Count how many lines in the entries below contain the string "yellow". State only that number.

[Dataset rows]

—————

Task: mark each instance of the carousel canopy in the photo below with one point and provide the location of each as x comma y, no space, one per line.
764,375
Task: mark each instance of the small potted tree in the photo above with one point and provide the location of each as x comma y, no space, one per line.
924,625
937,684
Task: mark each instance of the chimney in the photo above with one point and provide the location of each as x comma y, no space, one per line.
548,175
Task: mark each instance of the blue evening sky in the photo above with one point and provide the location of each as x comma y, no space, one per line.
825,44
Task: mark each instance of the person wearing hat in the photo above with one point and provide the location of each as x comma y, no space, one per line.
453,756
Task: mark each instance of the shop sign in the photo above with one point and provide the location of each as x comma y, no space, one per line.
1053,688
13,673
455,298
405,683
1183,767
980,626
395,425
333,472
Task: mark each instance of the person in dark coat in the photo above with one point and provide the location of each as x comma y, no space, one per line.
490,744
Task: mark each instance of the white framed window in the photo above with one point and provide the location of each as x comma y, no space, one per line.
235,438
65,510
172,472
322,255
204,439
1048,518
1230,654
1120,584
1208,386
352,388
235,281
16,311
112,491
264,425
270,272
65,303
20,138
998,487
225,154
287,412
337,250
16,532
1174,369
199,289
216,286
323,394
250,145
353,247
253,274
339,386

—————

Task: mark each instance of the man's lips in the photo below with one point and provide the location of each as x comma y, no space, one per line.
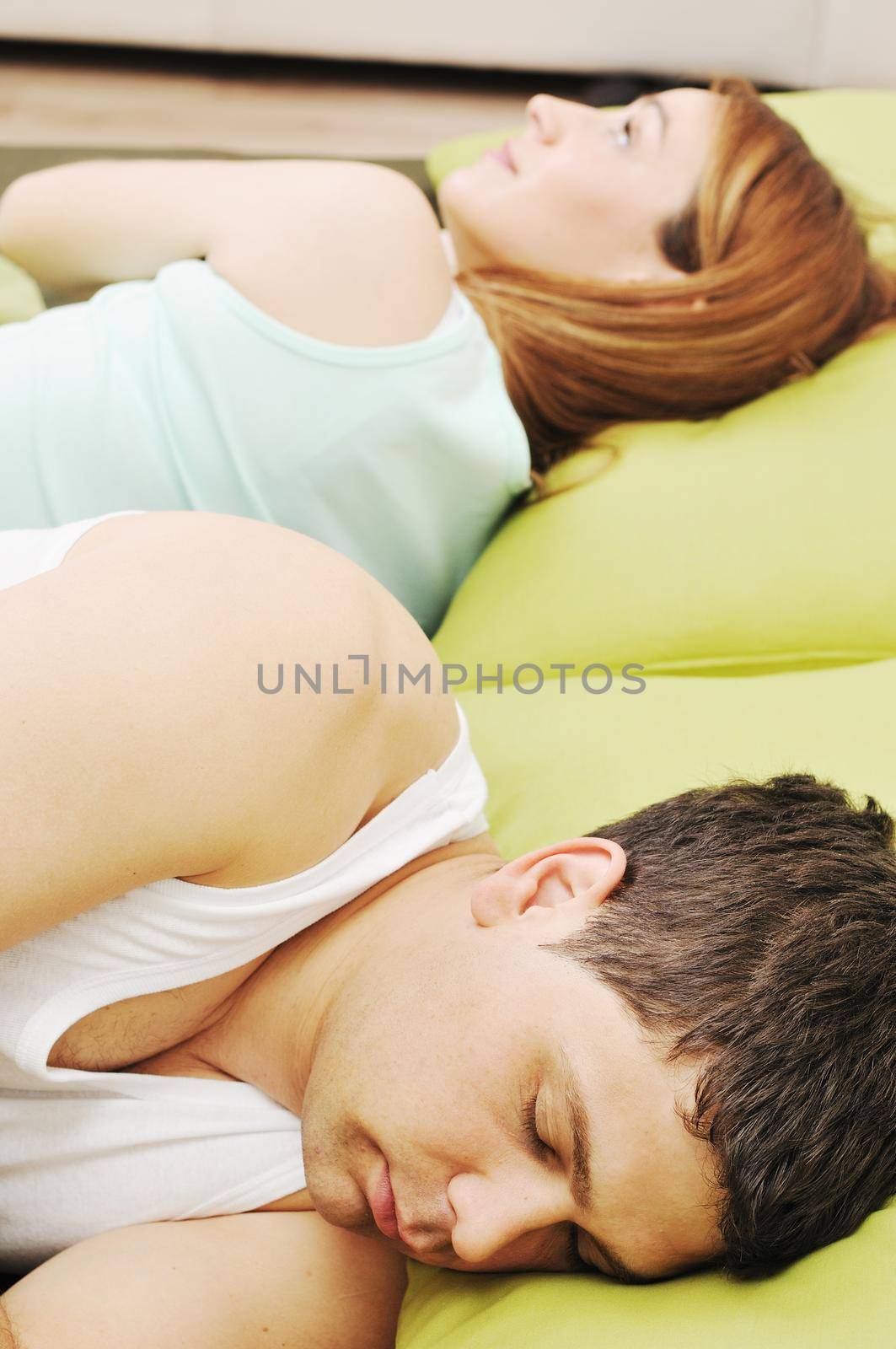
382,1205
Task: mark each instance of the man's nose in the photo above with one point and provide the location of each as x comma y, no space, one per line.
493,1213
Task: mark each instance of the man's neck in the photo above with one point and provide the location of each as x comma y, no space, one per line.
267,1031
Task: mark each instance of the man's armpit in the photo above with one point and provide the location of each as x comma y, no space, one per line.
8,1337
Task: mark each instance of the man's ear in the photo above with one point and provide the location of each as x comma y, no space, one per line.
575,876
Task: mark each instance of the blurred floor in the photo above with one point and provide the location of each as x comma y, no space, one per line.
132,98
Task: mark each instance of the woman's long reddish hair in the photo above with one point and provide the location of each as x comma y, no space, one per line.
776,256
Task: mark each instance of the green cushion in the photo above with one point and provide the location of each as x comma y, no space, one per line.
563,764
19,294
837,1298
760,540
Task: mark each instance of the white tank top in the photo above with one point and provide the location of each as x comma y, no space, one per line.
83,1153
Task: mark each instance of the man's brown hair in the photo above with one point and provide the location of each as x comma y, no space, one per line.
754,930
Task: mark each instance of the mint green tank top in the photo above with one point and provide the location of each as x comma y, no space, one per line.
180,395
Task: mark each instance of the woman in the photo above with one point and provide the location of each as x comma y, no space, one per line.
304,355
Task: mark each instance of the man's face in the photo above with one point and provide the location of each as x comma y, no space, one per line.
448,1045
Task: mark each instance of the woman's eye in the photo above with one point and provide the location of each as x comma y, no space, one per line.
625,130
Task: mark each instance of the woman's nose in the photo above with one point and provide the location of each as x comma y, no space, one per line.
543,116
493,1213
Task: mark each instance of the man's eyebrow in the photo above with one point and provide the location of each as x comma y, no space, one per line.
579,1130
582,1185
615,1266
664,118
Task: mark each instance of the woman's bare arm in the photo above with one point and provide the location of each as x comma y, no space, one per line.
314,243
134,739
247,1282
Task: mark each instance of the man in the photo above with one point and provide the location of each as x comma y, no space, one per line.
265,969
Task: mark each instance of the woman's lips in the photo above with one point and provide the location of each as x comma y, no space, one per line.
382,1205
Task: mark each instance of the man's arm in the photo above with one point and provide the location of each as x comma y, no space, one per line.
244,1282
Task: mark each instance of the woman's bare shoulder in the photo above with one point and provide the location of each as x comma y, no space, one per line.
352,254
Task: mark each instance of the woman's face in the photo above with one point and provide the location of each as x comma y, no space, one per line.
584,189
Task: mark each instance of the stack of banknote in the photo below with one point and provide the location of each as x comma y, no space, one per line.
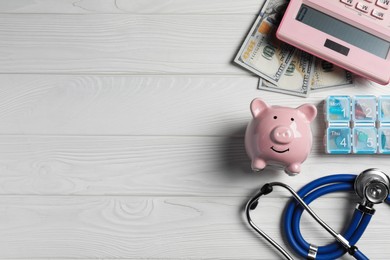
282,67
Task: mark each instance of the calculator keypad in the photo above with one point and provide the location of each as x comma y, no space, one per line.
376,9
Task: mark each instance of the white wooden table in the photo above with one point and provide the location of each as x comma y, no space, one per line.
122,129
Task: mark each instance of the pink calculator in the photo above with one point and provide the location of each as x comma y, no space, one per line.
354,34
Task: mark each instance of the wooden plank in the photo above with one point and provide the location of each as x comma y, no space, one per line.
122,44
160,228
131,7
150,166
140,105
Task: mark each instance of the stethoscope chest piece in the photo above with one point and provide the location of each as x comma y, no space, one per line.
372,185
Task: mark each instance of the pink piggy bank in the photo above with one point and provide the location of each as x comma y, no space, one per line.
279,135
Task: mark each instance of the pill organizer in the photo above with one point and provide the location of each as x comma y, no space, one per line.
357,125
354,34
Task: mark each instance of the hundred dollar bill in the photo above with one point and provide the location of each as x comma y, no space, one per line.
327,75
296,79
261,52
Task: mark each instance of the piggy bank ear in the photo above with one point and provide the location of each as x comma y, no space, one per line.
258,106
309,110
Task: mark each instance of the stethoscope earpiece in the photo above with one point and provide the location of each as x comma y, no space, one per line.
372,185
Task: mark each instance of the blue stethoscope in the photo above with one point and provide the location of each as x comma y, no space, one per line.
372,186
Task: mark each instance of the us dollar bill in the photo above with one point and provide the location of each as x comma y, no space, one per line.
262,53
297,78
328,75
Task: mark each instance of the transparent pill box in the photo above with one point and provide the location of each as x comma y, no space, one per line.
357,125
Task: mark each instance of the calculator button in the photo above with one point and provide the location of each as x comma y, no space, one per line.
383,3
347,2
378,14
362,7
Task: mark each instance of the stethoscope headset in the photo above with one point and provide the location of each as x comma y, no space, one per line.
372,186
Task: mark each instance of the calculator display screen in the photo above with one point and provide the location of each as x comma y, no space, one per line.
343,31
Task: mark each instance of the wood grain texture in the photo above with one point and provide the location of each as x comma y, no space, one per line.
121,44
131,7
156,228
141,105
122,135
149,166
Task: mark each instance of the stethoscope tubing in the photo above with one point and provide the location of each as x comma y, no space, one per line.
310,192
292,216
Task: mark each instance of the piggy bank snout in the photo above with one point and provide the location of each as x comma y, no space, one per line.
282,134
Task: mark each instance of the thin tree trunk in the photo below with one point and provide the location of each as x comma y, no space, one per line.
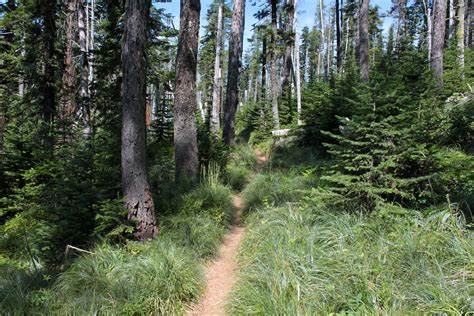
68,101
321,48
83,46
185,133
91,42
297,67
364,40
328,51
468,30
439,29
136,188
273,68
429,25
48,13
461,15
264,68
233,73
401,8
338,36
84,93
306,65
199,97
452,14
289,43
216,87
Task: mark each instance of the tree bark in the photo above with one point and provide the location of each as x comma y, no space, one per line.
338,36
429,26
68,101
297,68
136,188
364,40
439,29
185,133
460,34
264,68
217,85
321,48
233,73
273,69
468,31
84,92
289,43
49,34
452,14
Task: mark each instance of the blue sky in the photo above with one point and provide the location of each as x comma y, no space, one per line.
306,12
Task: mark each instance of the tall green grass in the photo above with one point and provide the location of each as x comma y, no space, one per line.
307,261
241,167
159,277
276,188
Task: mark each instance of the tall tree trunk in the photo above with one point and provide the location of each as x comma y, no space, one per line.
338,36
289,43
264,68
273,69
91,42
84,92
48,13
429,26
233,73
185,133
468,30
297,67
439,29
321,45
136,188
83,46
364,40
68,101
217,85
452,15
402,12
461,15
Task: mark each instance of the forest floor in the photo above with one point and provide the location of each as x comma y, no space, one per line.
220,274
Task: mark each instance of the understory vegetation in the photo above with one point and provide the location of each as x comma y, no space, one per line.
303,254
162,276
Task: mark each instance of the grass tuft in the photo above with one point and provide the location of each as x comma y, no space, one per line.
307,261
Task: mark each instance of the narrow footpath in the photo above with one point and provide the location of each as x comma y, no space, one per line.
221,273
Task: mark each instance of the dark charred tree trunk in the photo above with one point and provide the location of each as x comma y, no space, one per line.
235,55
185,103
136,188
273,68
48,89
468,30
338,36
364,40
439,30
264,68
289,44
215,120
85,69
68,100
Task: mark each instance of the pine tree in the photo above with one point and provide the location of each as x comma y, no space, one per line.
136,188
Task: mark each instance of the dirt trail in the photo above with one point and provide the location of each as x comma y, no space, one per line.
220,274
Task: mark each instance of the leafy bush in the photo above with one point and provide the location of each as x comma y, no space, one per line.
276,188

—————

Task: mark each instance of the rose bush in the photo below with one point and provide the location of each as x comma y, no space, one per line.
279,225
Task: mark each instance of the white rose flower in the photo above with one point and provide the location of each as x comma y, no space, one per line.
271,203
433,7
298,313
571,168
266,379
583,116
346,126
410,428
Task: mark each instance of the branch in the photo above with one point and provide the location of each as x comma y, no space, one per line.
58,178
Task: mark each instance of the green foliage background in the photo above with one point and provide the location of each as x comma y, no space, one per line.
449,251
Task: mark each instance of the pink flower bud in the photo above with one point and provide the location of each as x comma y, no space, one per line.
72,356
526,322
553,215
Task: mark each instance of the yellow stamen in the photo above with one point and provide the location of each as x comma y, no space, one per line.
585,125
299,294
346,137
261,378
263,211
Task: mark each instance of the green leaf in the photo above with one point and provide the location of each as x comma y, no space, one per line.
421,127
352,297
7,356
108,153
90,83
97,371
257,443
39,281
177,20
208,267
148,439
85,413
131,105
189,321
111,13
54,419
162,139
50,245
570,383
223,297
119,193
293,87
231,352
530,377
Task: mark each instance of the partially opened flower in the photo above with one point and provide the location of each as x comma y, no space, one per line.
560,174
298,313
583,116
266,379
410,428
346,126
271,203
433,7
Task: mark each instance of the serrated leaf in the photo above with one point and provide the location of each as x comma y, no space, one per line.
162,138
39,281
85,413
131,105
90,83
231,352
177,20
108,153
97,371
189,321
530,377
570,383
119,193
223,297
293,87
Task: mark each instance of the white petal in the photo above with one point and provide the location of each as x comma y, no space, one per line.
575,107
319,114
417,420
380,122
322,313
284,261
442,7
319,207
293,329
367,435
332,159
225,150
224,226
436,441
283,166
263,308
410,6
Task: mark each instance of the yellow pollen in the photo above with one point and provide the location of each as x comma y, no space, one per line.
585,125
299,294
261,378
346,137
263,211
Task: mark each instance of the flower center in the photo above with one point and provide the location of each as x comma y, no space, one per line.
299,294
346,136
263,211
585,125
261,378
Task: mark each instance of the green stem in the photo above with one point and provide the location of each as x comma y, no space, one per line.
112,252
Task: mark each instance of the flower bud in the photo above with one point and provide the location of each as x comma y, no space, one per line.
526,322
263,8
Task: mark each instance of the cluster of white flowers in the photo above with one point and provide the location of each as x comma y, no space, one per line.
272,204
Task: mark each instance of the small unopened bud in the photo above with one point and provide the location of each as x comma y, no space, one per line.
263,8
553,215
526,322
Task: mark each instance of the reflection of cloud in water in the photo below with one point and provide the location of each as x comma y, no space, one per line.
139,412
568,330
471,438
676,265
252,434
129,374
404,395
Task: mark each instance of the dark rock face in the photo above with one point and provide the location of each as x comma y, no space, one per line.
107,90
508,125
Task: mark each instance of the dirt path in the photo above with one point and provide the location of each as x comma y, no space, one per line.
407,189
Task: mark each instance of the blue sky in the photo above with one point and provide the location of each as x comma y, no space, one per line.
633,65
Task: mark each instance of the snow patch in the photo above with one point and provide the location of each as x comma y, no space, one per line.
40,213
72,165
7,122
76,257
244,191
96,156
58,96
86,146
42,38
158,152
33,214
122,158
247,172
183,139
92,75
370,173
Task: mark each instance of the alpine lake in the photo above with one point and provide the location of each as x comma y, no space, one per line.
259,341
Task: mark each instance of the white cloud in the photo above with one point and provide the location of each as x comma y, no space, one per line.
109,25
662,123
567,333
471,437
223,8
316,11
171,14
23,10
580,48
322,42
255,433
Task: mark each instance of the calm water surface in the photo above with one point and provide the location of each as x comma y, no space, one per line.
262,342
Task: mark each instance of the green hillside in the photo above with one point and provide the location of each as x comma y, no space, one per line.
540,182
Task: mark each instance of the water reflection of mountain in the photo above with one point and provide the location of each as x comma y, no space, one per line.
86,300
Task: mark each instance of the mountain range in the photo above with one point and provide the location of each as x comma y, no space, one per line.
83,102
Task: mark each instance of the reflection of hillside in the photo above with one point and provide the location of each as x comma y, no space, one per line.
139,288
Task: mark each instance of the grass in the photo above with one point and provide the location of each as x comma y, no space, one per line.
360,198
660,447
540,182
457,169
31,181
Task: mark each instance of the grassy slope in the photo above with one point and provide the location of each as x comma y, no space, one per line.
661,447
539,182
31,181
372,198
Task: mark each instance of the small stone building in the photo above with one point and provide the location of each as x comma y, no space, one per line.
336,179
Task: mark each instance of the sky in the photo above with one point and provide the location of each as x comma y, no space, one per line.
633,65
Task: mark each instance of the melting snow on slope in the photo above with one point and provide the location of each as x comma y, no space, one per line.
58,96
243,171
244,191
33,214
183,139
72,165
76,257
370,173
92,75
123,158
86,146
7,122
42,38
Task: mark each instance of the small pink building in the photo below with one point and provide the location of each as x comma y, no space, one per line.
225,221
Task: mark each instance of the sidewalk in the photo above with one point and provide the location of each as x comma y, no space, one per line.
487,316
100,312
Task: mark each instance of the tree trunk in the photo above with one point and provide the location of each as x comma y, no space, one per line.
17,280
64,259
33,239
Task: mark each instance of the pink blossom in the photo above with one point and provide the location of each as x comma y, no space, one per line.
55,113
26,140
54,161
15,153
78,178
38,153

—————

- **SOLUTION TO THE PROBLEM**
2